━━━━━ SELECTED TEXT

BTW: I actually think my base assumption of starting searching in the middle is probably not a good assumption. I tend to find strings generally have leading whitespace rather than trailing whitespace, but it would depend on usage. Take for exampel reading from a text file line by line, if the lines actually have the carriage returns and or line feeds on the and of them, and they are considered whitespace, the optimal may be searching from "near" the end but not at the end.

#### #re: Can you optimize this code ? (Is GoTo evil ?)

Tuesday, June 07, 2005 3:45 PM by bill

Bill, no, i think your right in starting from the middle.

Remember, the way the mothod is structured is to find one single non-whitespace char ASAP, and bail out immediately if it does. If whitespace mostly appears on the left or right, it doesn't matter. most of the time (and we can only talk probabilities here) a non-whitespace char is highly likely to be somewhere near the middle of the string, or not too far away from there.

As for tests, yeah, I have been. I'll run through Matthew code when I get a chance.

#### #Re: Can you optimize this code ? (Is GoTo evil ?)

Tuesday, June 07, 2005 4:11 PM by bill

Hey Geoff,

I think you're wrong about me being right. It's probably not a bad assumption. I think when I look at strings, there's a reasonable probability they will start with whitespace. Chances of them having more than one consequtive whitespace char in the middle is low, but only if the ratio of test to whitespace is generally large. One example that comes to mind is say parsing an indented XML file. LEt's assume they use "space" or similar ,not tabs. There the likelihood of the ratio of whitespace to non-whitespace on any given line is likely to be > 1:1,( depending on the depth of the object model and the type of xml output used) in many cases. So for those lines, the ideal spot to start would be near the end. Definetly not at the start, not so the middle, and maybe not the end. We could optimise this better is we knew the whitespace char list was optimised accordingly. That is if it checks for cr's and lf' early in the list, then it's only going to be one or two comparisons for the ending chars, rather than the 20 ro so comparisons it can take ot declare a character as not being whitespace. Obviously the relative efficeincy depends a lot on the whitespace shar list though, whether cr and lf are considered to be whitespace, whether the whitespace lsit is large etc. But If I take the two standard lsits, VB's 2 char one, and String's 21 char one, then I think searching from the end in will genrally be the most efficient, as we can reduce the complexity of your code, and with the VB char set, as cr or lf is considered non whitespace, and with the string char set the cr and lf are pretty early on in the list, so the cost of those likely couple of comparisons shoudl be trivial compared to the cost of settign up to say work from the middle out.

━━━━━━━━━━

GIVEN EXERCISE: According to the thread, how many characters does String's standard whitespace list contain?

━━━━━ SOURCE EXCERPT

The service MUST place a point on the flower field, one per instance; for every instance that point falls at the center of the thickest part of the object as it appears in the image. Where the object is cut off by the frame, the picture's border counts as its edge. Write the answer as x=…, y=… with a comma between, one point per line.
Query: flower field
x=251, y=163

━━━━━━━━━━

EXERCISE SOLUTION: 21 characters.